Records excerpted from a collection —

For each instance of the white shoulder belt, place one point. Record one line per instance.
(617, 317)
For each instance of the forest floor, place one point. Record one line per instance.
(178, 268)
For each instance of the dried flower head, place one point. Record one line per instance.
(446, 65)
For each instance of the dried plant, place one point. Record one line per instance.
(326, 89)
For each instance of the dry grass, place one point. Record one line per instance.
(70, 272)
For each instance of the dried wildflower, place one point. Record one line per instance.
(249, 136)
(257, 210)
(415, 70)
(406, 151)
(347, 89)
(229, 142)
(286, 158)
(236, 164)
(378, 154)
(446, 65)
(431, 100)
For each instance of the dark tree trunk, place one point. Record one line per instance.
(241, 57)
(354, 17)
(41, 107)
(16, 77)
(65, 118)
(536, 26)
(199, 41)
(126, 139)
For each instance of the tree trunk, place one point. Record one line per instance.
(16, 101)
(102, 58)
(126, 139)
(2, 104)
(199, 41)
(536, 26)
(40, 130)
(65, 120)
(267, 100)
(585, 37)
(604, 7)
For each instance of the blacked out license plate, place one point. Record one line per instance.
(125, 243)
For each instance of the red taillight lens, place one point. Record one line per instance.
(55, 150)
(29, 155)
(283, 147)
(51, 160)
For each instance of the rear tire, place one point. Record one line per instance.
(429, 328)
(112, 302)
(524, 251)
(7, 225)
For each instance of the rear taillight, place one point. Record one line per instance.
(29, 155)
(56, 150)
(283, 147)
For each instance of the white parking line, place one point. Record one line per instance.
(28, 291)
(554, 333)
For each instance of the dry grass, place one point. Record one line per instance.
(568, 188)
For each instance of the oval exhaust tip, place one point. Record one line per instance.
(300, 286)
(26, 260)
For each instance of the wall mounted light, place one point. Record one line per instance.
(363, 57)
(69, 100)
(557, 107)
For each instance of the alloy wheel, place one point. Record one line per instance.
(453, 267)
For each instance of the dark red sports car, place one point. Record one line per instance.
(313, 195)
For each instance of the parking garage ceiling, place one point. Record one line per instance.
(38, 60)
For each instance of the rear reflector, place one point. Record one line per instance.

Exercise —
Every line above should be reproduced precisely.

The completed task —
For each instance of the white shoulder belt, place one point. Record one line per instance.
(617, 317)
For each instance of the forest floor, place one point. Record one line per instance.
(178, 268)
For each instance of the dried flower head, place one point. Record one line per instance.
(446, 65)
For each instance of the dried plant, place one point. Record one line per instance.
(326, 89)
For each instance of the dry grass, place one point. Record one line per instance.
(70, 272)
For each instance of the dried wildflower, place one point. Record one line per instance.
(249, 136)
(257, 210)
(415, 70)
(406, 151)
(347, 89)
(229, 142)
(286, 158)
(236, 164)
(378, 154)
(446, 65)
(431, 100)
For each instance of the dark tree trunk, place one point. Record one line per instance.
(241, 57)
(354, 17)
(41, 107)
(16, 77)
(65, 118)
(536, 26)
(199, 41)
(126, 139)
For each instance of the tree trunk, place one point. Record one line per instance.
(16, 101)
(102, 58)
(126, 139)
(2, 104)
(199, 41)
(536, 26)
(40, 130)
(65, 120)
(267, 100)
(585, 37)
(604, 7)
For each instance of the blacked out license plate, place one point. Record one line per instance.
(125, 243)
For each instance of the red taillight lens, place one point. Record one line per instance.
(55, 150)
(29, 155)
(283, 147)
(51, 160)
For each instance of the rear tire, place one point. Record one line per instance.
(429, 328)
(112, 302)
(524, 251)
(7, 225)
For each instance of the rear taillight, place one point. Record one line per instance.
(29, 155)
(56, 150)
(283, 147)
For each instance of the white parking line, place one point. Record one line per instance.
(28, 291)
(554, 333)
For each instance of the dry grass, place one point. Record one line per instance.
(568, 188)
For each instance of the oval exhaust tip, place one point. Record one line per instance.
(300, 286)
(26, 260)
For each instance of the wall mounted light, place one point. Record one line per instance.
(363, 57)
(69, 100)
(557, 107)
For each instance of the alloy wheel, place one point. Record one line per instance.
(453, 267)
For each instance of the dark red sports car, place one point. Record one line per instance.
(313, 195)
For each instance of the parking garage ceiling, place one point. Record one line per instance.
(38, 60)
For each instance of the rear reflector, place one point. Record one line per instance.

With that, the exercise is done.